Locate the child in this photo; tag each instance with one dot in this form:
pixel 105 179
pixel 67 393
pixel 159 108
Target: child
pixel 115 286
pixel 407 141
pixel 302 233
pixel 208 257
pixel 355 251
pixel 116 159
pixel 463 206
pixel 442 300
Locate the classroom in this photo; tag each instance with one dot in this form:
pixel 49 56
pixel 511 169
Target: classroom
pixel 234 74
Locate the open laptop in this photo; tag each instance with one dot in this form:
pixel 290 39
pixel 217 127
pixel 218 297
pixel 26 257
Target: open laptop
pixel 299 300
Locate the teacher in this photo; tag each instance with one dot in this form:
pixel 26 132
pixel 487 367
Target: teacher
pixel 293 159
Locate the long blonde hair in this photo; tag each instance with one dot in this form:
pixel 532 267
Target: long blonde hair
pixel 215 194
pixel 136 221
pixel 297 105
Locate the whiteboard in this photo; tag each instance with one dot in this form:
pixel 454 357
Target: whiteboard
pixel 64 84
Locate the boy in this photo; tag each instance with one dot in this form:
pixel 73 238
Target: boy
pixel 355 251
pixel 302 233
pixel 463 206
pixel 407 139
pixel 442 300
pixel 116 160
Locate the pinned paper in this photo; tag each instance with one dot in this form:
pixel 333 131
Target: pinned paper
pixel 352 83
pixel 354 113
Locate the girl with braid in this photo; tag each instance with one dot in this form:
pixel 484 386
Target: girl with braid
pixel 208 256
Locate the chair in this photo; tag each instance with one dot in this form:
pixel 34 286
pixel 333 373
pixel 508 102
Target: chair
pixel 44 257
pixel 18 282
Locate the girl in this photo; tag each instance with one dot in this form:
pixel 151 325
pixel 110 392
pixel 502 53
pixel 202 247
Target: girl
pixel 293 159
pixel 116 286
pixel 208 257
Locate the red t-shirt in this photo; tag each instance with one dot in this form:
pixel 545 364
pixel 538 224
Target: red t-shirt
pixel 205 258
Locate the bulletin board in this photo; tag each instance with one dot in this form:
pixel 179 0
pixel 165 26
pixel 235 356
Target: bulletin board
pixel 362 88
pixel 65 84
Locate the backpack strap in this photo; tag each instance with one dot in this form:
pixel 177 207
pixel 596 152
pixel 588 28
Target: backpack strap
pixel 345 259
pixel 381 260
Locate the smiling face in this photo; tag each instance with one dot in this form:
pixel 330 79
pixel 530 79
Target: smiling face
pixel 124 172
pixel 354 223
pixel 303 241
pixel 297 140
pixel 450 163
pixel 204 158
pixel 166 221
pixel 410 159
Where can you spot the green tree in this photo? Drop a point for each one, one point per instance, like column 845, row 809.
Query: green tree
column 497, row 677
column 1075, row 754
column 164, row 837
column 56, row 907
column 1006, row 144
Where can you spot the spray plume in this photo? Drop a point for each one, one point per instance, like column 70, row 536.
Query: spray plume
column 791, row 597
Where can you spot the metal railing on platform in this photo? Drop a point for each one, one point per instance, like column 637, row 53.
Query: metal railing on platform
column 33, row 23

▬▬▬

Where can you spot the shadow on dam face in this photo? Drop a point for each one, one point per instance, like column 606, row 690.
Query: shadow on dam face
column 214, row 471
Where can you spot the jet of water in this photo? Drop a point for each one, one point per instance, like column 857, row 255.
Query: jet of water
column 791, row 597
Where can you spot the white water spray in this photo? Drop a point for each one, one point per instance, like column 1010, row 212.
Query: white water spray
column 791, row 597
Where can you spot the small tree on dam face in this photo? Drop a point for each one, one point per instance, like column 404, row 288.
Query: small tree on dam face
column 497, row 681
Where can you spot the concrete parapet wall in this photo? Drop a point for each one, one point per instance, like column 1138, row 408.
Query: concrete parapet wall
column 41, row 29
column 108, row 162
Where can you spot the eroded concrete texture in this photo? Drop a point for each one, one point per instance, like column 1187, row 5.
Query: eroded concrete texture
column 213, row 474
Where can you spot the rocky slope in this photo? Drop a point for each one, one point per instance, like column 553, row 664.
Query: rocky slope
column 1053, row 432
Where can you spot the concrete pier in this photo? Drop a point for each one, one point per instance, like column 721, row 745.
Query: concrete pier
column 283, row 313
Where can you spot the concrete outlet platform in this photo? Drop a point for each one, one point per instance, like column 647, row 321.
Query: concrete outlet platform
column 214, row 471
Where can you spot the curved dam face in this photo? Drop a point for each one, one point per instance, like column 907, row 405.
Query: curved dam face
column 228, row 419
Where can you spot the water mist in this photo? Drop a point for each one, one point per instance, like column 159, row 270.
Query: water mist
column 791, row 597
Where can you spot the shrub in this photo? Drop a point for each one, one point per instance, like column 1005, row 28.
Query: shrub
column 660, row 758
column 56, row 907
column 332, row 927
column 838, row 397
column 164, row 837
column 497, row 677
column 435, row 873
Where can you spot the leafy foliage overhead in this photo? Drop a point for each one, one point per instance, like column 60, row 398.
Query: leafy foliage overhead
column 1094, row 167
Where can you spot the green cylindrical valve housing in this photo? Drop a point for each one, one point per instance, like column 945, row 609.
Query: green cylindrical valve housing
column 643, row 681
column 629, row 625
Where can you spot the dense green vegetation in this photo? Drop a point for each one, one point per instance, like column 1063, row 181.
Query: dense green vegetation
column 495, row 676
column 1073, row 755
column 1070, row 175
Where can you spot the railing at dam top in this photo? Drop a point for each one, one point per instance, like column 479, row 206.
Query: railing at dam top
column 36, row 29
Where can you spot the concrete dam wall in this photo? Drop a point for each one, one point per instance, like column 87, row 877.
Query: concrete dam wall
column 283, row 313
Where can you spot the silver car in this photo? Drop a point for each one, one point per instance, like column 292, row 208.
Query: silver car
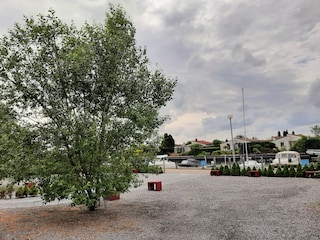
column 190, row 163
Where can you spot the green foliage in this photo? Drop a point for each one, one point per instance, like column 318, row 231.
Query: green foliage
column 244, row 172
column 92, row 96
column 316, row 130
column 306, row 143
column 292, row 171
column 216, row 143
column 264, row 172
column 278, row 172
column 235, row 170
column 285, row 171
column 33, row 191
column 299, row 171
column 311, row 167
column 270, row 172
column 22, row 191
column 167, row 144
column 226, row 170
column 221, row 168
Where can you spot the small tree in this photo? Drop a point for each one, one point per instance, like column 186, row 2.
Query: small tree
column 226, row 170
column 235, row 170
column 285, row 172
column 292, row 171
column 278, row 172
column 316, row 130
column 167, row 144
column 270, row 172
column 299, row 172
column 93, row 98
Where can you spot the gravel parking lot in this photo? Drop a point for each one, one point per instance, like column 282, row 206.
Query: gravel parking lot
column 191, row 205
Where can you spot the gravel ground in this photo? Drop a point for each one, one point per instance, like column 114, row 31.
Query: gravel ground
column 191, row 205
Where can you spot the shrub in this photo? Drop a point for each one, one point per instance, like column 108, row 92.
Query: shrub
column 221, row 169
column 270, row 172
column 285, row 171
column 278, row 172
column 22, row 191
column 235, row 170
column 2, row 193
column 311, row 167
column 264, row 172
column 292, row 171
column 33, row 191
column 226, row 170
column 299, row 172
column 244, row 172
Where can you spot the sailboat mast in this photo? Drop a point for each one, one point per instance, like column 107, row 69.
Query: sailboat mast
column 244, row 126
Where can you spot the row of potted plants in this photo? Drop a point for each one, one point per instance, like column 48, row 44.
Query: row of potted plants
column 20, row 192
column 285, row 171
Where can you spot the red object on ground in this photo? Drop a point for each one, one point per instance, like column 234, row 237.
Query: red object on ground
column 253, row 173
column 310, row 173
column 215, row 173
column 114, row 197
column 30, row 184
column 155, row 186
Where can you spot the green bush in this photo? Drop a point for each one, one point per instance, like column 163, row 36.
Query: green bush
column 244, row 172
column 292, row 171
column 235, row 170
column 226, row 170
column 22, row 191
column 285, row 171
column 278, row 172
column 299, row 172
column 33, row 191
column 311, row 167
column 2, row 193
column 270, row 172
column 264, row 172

▬▬▬

- [TASK DESCRIPTION] Transcribe the lines above exactly, beginning at the one with "Where can you spot the silver" and ending at the one with "Where can you spot the small tree in". Include both; exclude the pictures.

- [PROBLEM SOLUTION]
Where can you spot the silver car in this photo? Drop a point for each one, one point per instance, like column 292, row 208.
Query: silver car
column 190, row 163
Where can you spot the green foliage in this photo? Drop a point for each one, one point per instance, like column 318, row 231.
Query: green foliage
column 244, row 172
column 92, row 96
column 316, row 130
column 306, row 143
column 292, row 171
column 216, row 143
column 264, row 172
column 278, row 172
column 235, row 170
column 285, row 171
column 33, row 191
column 299, row 171
column 311, row 167
column 270, row 172
column 22, row 191
column 167, row 144
column 226, row 170
column 221, row 168
Where can you spot the small tree in this photo? Drop a point for each one, one point per instance, like column 186, row 2.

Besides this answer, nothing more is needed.